> _PROBLEM TO WORK ON_: Only the last stretch of the records is wanted: restate word for word the line with "the wooden bench" and every line after it.

**** RECORD SET

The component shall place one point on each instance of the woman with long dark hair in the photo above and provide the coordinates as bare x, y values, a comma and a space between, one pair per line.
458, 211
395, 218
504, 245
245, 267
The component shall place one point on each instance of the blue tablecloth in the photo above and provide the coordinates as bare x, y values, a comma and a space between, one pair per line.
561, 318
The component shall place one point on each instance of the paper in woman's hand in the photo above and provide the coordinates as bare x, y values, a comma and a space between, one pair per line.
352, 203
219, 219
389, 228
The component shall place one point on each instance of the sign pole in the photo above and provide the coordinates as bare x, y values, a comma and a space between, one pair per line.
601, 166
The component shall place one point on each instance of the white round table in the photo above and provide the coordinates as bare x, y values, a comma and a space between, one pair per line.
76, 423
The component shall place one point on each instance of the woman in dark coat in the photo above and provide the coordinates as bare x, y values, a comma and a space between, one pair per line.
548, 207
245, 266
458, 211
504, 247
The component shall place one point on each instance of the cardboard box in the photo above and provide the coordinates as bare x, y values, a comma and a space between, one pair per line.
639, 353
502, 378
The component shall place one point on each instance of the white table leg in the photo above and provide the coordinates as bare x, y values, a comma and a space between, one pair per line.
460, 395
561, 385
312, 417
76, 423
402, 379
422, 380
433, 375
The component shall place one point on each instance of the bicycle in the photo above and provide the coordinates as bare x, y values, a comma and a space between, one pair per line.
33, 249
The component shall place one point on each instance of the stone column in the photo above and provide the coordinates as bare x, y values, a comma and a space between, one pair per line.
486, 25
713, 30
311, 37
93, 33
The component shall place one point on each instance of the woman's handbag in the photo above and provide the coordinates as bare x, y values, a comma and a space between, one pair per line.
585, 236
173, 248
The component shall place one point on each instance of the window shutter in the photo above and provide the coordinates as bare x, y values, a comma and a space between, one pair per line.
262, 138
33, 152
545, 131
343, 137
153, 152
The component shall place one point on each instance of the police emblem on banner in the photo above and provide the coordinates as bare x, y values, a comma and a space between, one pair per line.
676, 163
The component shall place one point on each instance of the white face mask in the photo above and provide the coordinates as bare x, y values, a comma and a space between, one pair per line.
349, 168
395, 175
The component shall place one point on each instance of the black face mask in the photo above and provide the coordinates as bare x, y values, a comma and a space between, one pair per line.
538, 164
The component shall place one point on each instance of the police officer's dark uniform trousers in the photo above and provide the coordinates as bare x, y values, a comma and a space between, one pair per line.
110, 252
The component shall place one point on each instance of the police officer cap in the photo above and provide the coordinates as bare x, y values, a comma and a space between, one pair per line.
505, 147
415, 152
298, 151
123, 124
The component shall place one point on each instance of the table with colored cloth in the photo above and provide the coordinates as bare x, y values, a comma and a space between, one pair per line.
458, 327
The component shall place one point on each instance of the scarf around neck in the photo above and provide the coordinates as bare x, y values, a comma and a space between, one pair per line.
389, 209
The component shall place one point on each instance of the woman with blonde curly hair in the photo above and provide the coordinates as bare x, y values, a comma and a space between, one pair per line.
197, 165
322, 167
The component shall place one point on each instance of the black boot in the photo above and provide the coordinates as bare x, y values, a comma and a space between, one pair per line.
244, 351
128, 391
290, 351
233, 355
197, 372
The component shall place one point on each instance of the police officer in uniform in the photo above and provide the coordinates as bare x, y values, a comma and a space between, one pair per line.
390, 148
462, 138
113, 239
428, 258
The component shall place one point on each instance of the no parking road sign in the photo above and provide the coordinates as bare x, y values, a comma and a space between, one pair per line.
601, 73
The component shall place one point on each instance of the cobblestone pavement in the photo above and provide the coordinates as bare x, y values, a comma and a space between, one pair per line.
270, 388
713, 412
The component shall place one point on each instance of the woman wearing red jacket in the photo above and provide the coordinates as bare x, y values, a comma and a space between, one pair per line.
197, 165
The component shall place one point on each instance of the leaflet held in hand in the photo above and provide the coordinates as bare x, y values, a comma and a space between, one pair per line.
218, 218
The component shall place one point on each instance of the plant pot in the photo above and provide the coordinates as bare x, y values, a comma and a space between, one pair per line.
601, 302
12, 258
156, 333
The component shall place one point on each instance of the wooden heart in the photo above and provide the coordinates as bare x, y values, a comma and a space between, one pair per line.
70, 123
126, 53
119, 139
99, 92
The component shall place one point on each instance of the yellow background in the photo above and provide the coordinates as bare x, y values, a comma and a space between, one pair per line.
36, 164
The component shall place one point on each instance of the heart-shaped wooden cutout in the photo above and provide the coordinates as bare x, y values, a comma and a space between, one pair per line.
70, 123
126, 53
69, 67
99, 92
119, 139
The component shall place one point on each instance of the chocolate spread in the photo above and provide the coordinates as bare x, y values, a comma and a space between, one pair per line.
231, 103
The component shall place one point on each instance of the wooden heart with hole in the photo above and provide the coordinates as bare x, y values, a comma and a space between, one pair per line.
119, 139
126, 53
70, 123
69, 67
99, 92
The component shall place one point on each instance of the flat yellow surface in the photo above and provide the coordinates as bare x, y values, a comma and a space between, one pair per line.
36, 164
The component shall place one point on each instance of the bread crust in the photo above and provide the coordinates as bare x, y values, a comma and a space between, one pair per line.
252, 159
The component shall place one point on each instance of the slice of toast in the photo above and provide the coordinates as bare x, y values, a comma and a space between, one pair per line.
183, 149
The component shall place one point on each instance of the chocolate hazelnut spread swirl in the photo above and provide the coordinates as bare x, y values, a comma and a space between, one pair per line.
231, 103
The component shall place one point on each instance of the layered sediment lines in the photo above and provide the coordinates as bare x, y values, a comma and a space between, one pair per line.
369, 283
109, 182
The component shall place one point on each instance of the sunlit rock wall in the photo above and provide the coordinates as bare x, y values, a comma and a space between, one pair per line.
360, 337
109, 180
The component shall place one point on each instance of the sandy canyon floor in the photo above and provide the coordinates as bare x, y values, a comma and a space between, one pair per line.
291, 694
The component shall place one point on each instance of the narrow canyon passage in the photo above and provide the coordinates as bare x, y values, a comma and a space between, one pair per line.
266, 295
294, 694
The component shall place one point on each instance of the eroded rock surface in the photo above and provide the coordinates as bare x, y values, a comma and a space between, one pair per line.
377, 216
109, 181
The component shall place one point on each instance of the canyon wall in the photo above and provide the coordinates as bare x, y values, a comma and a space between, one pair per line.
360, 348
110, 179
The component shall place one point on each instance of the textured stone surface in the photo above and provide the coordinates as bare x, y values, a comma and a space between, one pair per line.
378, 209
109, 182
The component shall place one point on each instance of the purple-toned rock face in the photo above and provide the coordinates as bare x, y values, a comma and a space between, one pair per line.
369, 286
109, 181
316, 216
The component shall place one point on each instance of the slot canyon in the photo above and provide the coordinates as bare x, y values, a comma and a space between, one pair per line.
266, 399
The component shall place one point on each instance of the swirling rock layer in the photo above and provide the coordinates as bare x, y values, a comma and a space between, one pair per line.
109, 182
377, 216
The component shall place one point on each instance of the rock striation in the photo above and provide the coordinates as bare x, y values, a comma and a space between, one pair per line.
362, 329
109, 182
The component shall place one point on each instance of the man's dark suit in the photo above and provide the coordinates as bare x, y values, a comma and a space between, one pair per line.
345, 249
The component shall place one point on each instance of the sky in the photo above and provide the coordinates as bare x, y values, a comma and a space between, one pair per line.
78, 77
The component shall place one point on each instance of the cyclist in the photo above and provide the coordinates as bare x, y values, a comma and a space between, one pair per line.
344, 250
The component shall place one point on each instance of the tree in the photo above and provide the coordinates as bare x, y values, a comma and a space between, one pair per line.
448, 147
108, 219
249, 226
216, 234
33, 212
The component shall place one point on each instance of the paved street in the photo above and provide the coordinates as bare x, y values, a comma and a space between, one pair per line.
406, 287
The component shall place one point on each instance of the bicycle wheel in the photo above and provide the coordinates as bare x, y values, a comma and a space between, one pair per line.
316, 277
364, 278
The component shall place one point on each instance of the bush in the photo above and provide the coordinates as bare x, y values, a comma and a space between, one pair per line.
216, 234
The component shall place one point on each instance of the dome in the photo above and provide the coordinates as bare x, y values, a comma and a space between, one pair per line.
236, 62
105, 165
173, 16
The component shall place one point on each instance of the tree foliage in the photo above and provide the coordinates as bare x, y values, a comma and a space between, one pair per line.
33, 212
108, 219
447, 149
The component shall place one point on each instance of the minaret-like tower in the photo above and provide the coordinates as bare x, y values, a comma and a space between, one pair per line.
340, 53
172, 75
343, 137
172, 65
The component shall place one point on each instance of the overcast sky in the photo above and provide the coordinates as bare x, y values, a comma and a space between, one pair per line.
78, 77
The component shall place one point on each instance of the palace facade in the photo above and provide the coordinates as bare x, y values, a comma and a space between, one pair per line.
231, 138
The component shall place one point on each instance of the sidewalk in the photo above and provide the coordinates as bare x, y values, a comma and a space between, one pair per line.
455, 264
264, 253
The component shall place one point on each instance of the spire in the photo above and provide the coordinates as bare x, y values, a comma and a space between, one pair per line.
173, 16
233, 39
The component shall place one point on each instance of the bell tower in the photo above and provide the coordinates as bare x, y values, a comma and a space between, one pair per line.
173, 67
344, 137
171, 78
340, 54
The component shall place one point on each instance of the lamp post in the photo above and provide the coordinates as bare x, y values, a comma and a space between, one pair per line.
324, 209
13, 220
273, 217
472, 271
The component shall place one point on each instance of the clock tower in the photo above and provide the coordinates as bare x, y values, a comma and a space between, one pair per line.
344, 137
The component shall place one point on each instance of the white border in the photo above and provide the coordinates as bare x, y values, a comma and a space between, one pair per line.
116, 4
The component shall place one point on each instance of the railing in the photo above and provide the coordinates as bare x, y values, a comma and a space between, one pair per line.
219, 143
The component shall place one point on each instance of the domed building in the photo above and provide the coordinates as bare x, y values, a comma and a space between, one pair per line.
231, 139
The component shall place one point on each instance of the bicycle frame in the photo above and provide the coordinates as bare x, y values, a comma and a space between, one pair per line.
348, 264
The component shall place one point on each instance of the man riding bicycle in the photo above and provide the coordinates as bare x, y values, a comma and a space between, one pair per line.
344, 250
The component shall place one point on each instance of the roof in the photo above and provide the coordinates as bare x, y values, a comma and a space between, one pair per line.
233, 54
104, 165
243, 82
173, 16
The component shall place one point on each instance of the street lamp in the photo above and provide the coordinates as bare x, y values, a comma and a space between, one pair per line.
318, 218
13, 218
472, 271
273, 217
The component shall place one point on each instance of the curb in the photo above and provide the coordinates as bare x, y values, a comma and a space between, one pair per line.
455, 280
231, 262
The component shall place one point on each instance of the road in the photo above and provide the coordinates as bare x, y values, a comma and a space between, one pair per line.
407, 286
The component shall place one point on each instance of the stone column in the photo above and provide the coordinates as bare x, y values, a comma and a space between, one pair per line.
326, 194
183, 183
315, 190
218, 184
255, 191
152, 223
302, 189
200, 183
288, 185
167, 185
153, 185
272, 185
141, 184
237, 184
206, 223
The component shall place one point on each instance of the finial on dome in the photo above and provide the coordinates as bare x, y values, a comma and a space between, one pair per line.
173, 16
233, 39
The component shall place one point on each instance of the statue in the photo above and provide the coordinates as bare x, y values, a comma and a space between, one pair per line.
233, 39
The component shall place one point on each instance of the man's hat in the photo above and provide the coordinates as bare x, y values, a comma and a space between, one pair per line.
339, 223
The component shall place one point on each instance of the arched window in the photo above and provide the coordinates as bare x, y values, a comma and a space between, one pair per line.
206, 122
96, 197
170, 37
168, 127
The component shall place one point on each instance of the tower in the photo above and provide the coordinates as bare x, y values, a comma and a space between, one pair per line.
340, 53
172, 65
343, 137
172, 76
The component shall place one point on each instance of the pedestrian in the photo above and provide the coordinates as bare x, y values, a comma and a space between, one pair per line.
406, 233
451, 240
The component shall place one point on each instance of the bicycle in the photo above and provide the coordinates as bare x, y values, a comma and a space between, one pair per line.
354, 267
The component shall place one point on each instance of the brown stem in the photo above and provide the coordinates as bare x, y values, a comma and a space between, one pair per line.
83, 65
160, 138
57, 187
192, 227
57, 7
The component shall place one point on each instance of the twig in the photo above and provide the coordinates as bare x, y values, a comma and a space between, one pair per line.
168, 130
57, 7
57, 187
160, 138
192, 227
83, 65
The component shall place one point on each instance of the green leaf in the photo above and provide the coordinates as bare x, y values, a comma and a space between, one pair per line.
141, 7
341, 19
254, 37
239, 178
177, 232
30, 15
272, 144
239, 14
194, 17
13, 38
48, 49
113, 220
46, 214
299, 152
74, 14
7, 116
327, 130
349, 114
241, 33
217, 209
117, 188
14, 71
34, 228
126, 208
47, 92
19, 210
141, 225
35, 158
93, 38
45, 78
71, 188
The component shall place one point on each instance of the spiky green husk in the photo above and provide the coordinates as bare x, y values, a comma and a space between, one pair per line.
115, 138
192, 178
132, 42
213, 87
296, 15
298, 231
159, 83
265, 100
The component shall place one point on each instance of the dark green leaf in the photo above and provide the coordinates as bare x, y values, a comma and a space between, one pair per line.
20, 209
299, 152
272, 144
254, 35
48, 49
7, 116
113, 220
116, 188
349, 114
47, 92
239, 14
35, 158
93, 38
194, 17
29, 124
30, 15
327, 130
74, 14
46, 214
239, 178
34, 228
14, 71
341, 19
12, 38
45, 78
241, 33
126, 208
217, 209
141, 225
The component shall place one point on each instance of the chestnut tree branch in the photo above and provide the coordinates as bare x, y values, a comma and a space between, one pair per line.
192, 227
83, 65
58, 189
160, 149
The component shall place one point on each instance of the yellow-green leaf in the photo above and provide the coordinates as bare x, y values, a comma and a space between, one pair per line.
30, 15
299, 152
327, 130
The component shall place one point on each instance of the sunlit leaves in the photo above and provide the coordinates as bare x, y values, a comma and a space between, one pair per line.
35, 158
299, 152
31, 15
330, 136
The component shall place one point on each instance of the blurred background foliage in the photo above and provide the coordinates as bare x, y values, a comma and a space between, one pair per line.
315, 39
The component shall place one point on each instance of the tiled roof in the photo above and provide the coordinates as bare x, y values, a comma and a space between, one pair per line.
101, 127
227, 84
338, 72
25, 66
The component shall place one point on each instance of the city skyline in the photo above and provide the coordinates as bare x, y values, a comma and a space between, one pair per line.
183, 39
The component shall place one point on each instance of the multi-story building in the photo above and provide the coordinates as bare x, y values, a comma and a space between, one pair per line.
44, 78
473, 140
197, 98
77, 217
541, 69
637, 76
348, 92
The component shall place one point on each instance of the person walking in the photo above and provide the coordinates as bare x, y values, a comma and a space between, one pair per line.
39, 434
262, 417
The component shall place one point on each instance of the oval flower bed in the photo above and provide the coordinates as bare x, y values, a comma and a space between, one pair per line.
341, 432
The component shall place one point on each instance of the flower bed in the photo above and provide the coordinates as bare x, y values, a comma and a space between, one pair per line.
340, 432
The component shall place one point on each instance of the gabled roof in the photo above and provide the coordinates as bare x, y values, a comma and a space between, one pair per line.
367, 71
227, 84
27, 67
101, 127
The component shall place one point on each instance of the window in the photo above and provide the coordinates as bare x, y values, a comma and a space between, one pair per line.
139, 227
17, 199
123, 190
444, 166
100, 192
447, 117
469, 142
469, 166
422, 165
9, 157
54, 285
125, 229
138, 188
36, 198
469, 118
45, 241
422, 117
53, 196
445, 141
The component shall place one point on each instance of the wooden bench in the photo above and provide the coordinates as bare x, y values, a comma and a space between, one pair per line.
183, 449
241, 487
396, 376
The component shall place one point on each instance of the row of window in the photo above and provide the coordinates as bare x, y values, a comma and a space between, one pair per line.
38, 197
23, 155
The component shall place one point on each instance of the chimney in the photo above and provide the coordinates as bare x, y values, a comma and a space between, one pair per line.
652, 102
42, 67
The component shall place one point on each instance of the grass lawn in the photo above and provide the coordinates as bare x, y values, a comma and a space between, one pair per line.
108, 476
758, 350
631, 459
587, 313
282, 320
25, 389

********

> _RESULT OF THE EXERCISE_:
The component shall place one point on each instance of the wooden bench in the photo above and provide the coordinates as bare x, y values, a comma and a space between, one pair per line.
183, 449
241, 487
396, 376
The component shall place one point on each instance of the row of window in the photo above and provide the coordinates as bare x, y values, a comma and a space between, one pair per line.
38, 197
23, 155
The component shall place one point on each instance of the chimney in the photo above and provide the coordinates as bare x, y values, a comma and a space between, one pair per line.
652, 102
42, 67
The component shall place one point on each instance of the grass lawn in the photo above and provide the coordinates as bare x, y values, a comma and a space between, one pair per line.
108, 476
758, 350
631, 459
587, 313
282, 320
25, 389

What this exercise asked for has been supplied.